True. I'm no big fan of representative democracy, it just happens to be the
least bad system we've tried.

>> The real question is do you trust public at large to make a better or worse
opinion than <name your representative> on some issue you are deeply informed
on?

Well, yes, because they are at least (usually) experts in business or law,
which are the domains that are most important to government. Some will be
military or foreign policy experts, and they will (hopefully) be appointed to
the relevant subcommittees. It's a fairly broken system, open to all kinds of
abuses and with little assurance of wise leadership, but I still think the
competence of the average politician in crafting policy is higher than that of
the average citizen.

>> My perception of the demagogue is that their power comes from railing
against the current authority.

I think there's quite a bit of truth in that. I don't, however, think it's a
necessary truth. Hitler was a classic demagogue, even and especially after he
gained power. He appealed to antisemitism and a fierce nationalism, rather
than to the incompetence of politicians. While the current crop in the US gain
power by railing against the established political class in DC, that's not the
only possible source of power for them.

>> It'd be hard for Sarah Palin to keep up her 'regular joe' persona and
reconcile it with being in major disagreement with a majority of the country.

Reconciling her views with reality has never been particularly important to
her, and I don't see how that would change in a direct democracy. She could
just as easily rail against the liberals in the MSM who poison the electorate
with their propaganda.

Ultimately, I picture direct democracy working quite similarly to the reddit
hivemind, and I'm not convinced that's a good thing. It would likely be
passionate and dynamic, but liable to go off the rails from time to time.

------
jacques_chester
Systems theorists say that "structure predicts behaviour". It's a bit trite,
but also deep. Here's an example.

The US political system pretty much guarantees bad budgeting. Members of
Congress are elected fairly independently. There is no party discipline, so
each member will operate independently to maximise pork. This encourages
horse-trading within and across party lines; nobody can be forced to give up
something for a general good.

There's more: there's no incentive to balance the budget. The Executive's
separation means that Congress does not need to concern itself with proper
administration; it only doles out the cash. It has every incentive to ...
maximise pork.

The dynamic behaviour of American government arises from the static structure.
The drafters of the constitution drew on their knowledge of history and
current affairs to try and avoid certain pitfalls. The US Constitution was
state-of-the-art when it was written. It's less so now.

> SUPPLIED RECORDS:

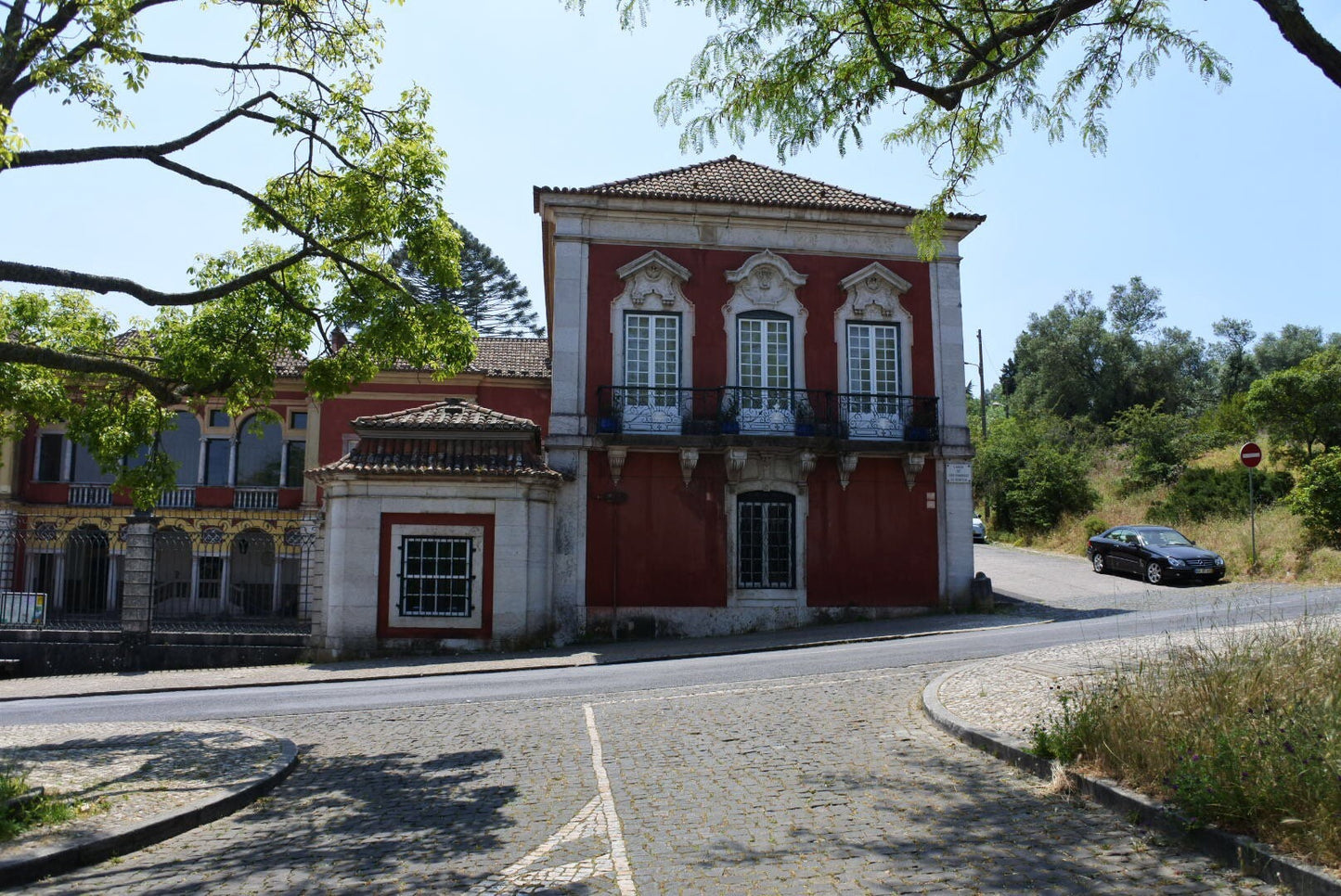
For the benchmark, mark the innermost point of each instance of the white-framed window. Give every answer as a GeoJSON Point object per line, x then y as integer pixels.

...

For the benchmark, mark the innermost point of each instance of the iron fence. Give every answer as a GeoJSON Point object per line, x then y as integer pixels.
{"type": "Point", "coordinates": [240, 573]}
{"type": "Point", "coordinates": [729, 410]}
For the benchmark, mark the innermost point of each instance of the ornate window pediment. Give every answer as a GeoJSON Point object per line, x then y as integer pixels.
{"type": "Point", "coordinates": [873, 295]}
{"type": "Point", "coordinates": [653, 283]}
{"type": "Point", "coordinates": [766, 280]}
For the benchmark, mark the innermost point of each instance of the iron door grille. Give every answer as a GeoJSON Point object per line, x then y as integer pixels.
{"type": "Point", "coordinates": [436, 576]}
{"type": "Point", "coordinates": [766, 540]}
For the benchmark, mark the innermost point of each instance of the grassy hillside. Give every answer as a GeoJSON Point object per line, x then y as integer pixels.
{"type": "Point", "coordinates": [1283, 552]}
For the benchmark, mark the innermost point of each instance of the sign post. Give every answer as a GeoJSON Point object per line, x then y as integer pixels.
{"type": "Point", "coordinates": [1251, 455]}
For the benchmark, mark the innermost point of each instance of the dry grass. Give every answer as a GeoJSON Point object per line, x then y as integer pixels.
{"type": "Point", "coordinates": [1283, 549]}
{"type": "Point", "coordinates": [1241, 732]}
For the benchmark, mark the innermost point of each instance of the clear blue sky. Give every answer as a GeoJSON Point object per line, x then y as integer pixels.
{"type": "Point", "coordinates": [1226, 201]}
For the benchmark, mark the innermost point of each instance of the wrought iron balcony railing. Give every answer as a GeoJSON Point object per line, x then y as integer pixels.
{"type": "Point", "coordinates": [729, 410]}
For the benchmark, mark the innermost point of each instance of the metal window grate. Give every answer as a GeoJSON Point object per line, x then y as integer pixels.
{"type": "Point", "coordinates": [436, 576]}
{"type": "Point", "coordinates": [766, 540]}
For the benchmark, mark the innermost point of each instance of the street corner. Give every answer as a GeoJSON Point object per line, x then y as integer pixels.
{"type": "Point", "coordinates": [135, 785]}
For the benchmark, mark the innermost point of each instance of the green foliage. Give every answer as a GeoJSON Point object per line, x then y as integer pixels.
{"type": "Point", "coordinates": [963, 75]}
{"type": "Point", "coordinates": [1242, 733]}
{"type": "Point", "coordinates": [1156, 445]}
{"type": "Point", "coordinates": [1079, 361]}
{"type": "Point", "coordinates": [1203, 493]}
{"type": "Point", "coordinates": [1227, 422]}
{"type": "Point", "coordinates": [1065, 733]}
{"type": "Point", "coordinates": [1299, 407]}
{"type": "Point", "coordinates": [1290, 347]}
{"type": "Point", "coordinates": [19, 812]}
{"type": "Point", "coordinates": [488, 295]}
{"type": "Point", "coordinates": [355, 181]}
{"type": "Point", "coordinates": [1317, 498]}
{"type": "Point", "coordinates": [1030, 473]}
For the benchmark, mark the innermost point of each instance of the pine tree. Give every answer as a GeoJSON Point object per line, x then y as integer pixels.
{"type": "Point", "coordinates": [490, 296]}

> YOUR OBJECTIVE:
In the thread on direct democracy, write out everything from "True. I'm no" down to "the average citizen." word for word.

> OUTPUT FOR THIS TASK:
True. I'm no big fan of representative democracy, it just happens to be the
least bad system we've tried.

>> The real question is do you trust public at large to make a better or worse
opinion than <name your representative> on some issue you are deeply informed
on?

Well, yes, because they are at least (usually) experts in business or law,
which are the domains that are most important to government. Some will be
military or foreign policy experts, and they will (hopefully) be appointed to
the relevant subcommittees. It's a fairly broken system, open to all kinds of
abuses and with little assurance of wise leadership, but I still think the
competence of the average politician in crafting policy is higher than that of
the average citizen.